Task directions
Place the lines below into a numbered list, from the line with "My team would appreciate it if you could pinpoint the slender" up to and including the line with "left=420, top=69, right=439, bottom=80", leaving out any blank lines.

Raw data

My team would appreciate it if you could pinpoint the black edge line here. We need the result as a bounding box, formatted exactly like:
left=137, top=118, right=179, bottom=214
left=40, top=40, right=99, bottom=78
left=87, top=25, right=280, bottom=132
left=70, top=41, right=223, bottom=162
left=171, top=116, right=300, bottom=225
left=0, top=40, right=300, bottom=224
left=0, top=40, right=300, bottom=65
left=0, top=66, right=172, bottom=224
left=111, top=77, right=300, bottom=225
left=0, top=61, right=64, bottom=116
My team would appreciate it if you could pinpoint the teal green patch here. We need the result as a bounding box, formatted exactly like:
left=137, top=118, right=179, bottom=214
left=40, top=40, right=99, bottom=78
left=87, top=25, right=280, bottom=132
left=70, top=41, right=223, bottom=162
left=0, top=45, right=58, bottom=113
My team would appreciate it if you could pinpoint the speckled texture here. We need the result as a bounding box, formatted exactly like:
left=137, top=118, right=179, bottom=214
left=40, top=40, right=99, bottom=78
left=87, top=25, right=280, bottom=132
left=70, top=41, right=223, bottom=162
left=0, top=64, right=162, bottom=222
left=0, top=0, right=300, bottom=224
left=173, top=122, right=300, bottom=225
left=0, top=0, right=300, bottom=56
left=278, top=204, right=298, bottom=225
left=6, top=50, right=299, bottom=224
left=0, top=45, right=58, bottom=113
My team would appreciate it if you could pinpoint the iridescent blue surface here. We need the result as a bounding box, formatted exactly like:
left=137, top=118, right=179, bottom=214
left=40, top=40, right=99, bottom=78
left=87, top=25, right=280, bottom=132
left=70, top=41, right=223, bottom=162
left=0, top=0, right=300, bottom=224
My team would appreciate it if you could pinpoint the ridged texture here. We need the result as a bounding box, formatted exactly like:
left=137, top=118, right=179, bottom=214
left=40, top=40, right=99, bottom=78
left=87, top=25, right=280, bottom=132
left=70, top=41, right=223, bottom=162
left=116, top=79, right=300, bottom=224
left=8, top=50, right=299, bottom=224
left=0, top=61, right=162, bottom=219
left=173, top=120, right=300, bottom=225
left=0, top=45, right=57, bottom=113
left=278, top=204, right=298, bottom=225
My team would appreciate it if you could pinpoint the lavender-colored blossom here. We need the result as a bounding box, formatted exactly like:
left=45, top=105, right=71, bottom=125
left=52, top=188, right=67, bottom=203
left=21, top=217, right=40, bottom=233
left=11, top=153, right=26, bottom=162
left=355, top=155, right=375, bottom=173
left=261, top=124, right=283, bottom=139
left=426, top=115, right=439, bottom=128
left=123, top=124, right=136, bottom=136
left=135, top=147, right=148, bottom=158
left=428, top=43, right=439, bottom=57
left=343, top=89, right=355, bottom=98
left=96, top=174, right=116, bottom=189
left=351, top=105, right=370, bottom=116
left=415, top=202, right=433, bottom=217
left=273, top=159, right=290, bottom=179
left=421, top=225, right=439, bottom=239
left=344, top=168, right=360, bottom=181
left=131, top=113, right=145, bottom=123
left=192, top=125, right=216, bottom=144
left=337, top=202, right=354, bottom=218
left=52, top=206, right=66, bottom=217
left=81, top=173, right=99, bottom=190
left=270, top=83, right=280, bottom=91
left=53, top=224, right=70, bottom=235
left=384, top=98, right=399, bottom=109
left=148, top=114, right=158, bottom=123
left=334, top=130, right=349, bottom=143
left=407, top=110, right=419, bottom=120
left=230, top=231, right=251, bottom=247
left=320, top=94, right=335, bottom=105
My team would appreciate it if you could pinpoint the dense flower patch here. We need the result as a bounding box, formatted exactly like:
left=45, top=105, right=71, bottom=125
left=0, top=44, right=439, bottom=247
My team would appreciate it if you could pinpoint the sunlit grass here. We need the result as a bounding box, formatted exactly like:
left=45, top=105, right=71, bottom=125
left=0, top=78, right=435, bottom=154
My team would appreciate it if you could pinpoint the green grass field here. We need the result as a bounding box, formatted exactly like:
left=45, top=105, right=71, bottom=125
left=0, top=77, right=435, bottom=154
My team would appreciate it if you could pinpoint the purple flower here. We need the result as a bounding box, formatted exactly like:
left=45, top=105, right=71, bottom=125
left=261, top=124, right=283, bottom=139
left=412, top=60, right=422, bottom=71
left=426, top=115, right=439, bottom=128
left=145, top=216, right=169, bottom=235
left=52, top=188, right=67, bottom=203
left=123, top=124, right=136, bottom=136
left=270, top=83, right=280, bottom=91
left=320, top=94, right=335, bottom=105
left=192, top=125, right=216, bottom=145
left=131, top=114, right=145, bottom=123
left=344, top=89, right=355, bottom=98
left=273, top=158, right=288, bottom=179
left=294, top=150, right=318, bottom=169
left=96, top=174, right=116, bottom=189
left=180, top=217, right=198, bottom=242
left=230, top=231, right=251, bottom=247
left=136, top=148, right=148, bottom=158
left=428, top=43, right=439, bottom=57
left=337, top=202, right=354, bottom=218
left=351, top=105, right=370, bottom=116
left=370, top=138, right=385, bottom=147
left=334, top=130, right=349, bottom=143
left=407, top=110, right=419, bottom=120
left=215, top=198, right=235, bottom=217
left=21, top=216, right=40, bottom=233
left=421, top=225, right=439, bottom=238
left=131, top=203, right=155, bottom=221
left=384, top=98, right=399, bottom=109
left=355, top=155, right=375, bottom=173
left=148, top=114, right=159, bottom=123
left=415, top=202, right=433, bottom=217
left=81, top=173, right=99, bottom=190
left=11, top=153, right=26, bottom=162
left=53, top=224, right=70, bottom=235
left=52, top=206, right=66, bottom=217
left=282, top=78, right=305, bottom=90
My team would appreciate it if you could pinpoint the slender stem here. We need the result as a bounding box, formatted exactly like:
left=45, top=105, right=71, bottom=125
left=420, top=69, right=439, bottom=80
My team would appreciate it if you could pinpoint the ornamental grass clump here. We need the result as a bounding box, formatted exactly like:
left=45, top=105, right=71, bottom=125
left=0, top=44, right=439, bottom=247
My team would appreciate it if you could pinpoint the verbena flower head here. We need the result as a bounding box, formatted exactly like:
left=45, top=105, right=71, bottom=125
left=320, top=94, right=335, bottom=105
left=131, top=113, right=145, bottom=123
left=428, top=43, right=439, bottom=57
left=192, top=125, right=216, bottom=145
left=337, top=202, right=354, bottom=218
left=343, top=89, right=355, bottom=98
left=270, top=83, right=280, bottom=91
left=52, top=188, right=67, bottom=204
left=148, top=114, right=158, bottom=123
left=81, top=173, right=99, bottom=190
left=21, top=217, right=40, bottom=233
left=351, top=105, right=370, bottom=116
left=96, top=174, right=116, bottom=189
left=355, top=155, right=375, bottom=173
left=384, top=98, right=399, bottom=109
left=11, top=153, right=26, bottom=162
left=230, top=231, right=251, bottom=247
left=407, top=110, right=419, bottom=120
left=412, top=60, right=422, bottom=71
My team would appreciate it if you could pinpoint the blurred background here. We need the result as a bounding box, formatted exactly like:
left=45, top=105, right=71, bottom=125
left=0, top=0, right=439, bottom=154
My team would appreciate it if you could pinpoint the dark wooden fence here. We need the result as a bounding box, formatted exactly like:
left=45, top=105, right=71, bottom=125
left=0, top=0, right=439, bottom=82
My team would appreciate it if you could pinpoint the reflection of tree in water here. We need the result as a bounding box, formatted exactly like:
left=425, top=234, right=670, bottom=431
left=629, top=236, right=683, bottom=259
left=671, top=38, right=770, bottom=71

Exercise result
1. My team would appreciate it if you could pinpoint the slender stem here. We need the result as a bounding box, formatted exactly like:
2. left=45, top=105, right=71, bottom=125
3. left=420, top=69, right=439, bottom=80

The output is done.